═══ ENTRIES PROVIDED

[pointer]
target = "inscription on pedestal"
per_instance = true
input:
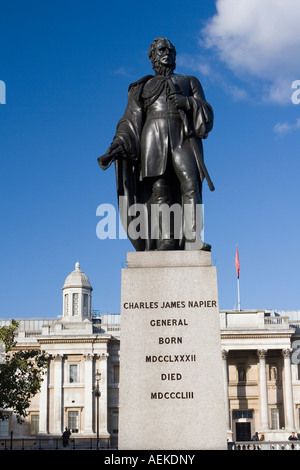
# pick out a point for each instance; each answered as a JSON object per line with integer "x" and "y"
{"x": 180, "y": 326}
{"x": 171, "y": 384}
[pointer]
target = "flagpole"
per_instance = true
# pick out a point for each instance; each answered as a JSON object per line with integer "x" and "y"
{"x": 239, "y": 300}
{"x": 237, "y": 265}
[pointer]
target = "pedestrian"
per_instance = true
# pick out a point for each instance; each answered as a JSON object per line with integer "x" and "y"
{"x": 65, "y": 437}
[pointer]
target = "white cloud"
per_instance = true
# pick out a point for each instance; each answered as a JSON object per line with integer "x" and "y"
{"x": 201, "y": 64}
{"x": 283, "y": 128}
{"x": 258, "y": 38}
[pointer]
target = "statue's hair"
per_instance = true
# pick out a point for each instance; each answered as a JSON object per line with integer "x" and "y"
{"x": 152, "y": 51}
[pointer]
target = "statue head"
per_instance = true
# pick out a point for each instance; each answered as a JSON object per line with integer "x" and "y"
{"x": 162, "y": 55}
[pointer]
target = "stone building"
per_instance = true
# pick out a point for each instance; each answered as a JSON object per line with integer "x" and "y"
{"x": 260, "y": 363}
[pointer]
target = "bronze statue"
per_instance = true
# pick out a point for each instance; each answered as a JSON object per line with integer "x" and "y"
{"x": 158, "y": 154}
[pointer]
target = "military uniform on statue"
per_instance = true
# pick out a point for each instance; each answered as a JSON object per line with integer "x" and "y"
{"x": 158, "y": 151}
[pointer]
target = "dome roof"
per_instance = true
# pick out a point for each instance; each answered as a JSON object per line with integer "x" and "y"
{"x": 77, "y": 278}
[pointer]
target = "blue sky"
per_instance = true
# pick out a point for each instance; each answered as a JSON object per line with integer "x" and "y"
{"x": 67, "y": 66}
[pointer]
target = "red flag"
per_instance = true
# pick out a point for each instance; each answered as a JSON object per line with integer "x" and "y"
{"x": 237, "y": 263}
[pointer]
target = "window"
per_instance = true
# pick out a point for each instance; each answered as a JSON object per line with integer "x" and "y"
{"x": 66, "y": 305}
{"x": 85, "y": 304}
{"x": 75, "y": 304}
{"x": 4, "y": 426}
{"x": 242, "y": 414}
{"x": 34, "y": 424}
{"x": 73, "y": 373}
{"x": 275, "y": 418}
{"x": 73, "y": 421}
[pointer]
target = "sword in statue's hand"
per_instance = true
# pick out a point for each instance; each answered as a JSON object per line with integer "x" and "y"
{"x": 114, "y": 152}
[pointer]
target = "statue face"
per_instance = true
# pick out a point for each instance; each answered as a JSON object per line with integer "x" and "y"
{"x": 165, "y": 54}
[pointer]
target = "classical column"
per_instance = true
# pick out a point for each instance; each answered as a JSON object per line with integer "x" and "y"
{"x": 88, "y": 394}
{"x": 103, "y": 399}
{"x": 288, "y": 391}
{"x": 57, "y": 405}
{"x": 44, "y": 404}
{"x": 225, "y": 374}
{"x": 263, "y": 390}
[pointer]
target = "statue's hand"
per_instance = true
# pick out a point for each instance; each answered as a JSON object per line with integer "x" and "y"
{"x": 115, "y": 148}
{"x": 180, "y": 101}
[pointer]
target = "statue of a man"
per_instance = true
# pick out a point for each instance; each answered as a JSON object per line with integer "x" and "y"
{"x": 158, "y": 154}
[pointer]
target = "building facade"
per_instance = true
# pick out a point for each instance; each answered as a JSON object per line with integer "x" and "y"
{"x": 260, "y": 364}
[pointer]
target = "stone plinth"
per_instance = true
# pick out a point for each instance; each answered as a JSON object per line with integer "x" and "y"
{"x": 171, "y": 383}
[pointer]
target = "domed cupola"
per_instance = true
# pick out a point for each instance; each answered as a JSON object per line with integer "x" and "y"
{"x": 77, "y": 296}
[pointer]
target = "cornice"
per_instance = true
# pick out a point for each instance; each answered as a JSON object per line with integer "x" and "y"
{"x": 77, "y": 340}
{"x": 255, "y": 335}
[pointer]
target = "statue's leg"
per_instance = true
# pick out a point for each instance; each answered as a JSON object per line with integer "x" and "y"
{"x": 161, "y": 218}
{"x": 186, "y": 169}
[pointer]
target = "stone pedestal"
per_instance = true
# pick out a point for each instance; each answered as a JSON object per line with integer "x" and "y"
{"x": 171, "y": 382}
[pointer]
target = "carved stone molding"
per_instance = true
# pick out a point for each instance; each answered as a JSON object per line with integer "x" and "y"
{"x": 262, "y": 353}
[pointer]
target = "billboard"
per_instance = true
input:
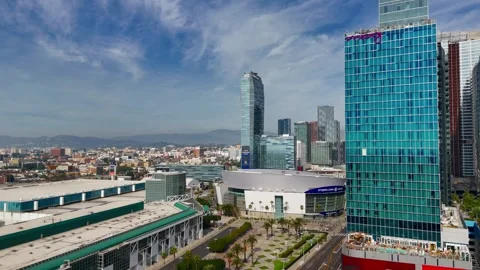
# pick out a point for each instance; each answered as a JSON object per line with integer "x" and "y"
{"x": 246, "y": 157}
{"x": 433, "y": 267}
{"x": 327, "y": 190}
{"x": 351, "y": 263}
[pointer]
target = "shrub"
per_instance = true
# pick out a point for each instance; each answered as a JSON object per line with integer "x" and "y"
{"x": 219, "y": 264}
{"x": 222, "y": 244}
{"x": 204, "y": 201}
{"x": 207, "y": 220}
{"x": 278, "y": 265}
{"x": 289, "y": 250}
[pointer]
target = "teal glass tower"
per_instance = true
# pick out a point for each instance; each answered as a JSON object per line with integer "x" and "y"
{"x": 402, "y": 12}
{"x": 253, "y": 117}
{"x": 392, "y": 132}
{"x": 276, "y": 152}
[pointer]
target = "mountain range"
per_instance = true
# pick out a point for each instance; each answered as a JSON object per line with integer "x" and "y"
{"x": 214, "y": 137}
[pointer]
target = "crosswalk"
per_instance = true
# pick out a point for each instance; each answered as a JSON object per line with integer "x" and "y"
{"x": 339, "y": 234}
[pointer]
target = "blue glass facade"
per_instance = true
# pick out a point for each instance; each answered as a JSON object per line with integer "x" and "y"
{"x": 401, "y": 12}
{"x": 253, "y": 117}
{"x": 284, "y": 126}
{"x": 276, "y": 152}
{"x": 392, "y": 136}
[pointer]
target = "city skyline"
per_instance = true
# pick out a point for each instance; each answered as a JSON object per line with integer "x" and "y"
{"x": 113, "y": 69}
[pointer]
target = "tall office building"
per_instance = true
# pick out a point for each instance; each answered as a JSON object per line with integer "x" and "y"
{"x": 393, "y": 148}
{"x": 401, "y": 12}
{"x": 463, "y": 51}
{"x": 253, "y": 118}
{"x": 284, "y": 126}
{"x": 303, "y": 134}
{"x": 326, "y": 125}
{"x": 314, "y": 131}
{"x": 476, "y": 116}
{"x": 392, "y": 133}
{"x": 322, "y": 153}
{"x": 444, "y": 125}
{"x": 469, "y": 52}
{"x": 276, "y": 152}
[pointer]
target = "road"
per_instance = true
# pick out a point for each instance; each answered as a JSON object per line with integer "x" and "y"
{"x": 321, "y": 258}
{"x": 201, "y": 250}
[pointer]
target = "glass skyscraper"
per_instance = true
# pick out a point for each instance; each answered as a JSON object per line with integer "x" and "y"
{"x": 253, "y": 118}
{"x": 276, "y": 152}
{"x": 303, "y": 134}
{"x": 401, "y": 12}
{"x": 284, "y": 126}
{"x": 392, "y": 132}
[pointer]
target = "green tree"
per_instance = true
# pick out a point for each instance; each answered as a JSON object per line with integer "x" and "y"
{"x": 209, "y": 267}
{"x": 252, "y": 240}
{"x": 282, "y": 222}
{"x": 196, "y": 260}
{"x": 173, "y": 250}
{"x": 230, "y": 255}
{"x": 266, "y": 226}
{"x": 455, "y": 197}
{"x": 237, "y": 262}
{"x": 245, "y": 243}
{"x": 237, "y": 248}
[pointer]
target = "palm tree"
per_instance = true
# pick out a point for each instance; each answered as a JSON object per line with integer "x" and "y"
{"x": 297, "y": 224}
{"x": 237, "y": 262}
{"x": 266, "y": 226}
{"x": 164, "y": 257}
{"x": 196, "y": 259}
{"x": 229, "y": 257}
{"x": 237, "y": 248}
{"x": 173, "y": 250}
{"x": 281, "y": 222}
{"x": 252, "y": 240}
{"x": 245, "y": 242}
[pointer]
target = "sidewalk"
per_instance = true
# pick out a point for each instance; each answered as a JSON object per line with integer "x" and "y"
{"x": 255, "y": 227}
{"x": 195, "y": 244}
{"x": 312, "y": 252}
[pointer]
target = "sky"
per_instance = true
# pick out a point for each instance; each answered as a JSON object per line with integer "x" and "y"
{"x": 109, "y": 68}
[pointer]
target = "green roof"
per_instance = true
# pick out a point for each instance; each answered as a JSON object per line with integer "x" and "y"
{"x": 55, "y": 263}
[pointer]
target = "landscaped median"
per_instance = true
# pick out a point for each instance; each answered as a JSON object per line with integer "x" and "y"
{"x": 302, "y": 247}
{"x": 221, "y": 244}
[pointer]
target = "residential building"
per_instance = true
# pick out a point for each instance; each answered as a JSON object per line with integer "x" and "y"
{"x": 393, "y": 148}
{"x": 303, "y": 134}
{"x": 163, "y": 185}
{"x": 463, "y": 51}
{"x": 198, "y": 152}
{"x": 253, "y": 103}
{"x": 276, "y": 152}
{"x": 402, "y": 12}
{"x": 285, "y": 126}
{"x": 322, "y": 153}
{"x": 57, "y": 152}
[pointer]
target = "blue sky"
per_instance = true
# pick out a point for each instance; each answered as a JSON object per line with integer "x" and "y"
{"x": 108, "y": 68}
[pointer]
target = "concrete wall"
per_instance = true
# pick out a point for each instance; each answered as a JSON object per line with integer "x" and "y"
{"x": 455, "y": 235}
{"x": 294, "y": 200}
{"x": 14, "y": 217}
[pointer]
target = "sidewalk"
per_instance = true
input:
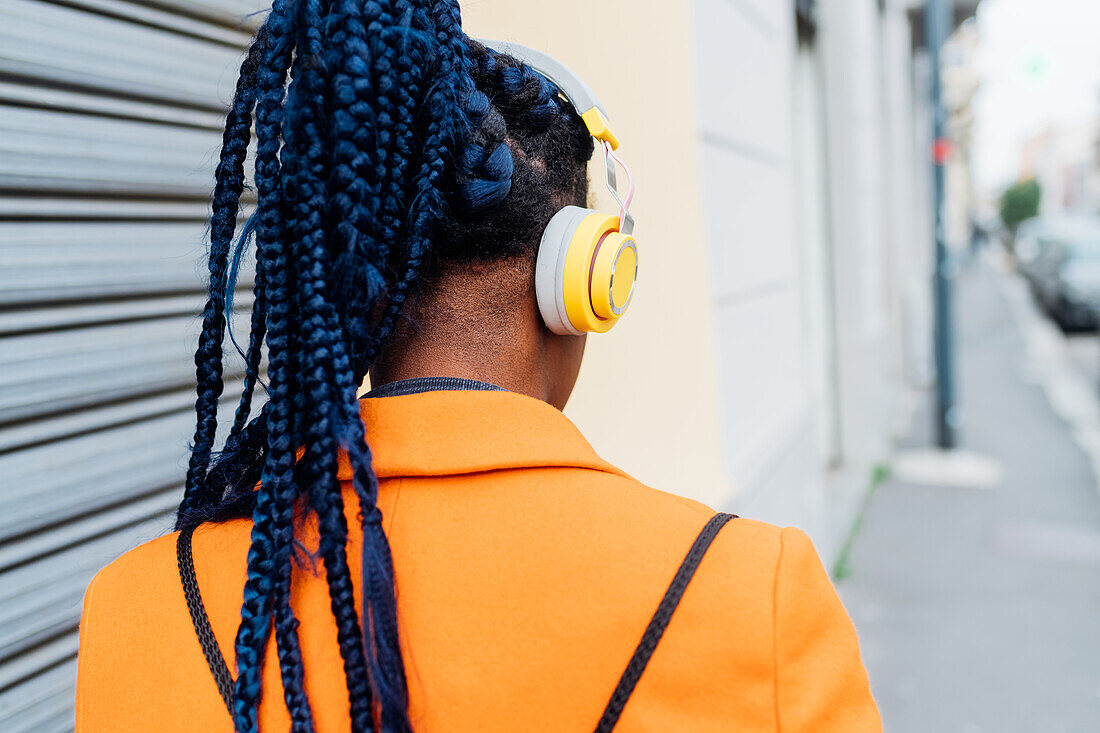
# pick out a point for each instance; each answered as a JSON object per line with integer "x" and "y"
{"x": 979, "y": 609}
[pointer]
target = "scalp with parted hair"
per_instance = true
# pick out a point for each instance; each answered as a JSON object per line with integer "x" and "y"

══════

## THE PROBLEM
Count the lines in the rows above that contain the word "hand". Give only the number.

## RESPONSE TO THIS EXERCISE
2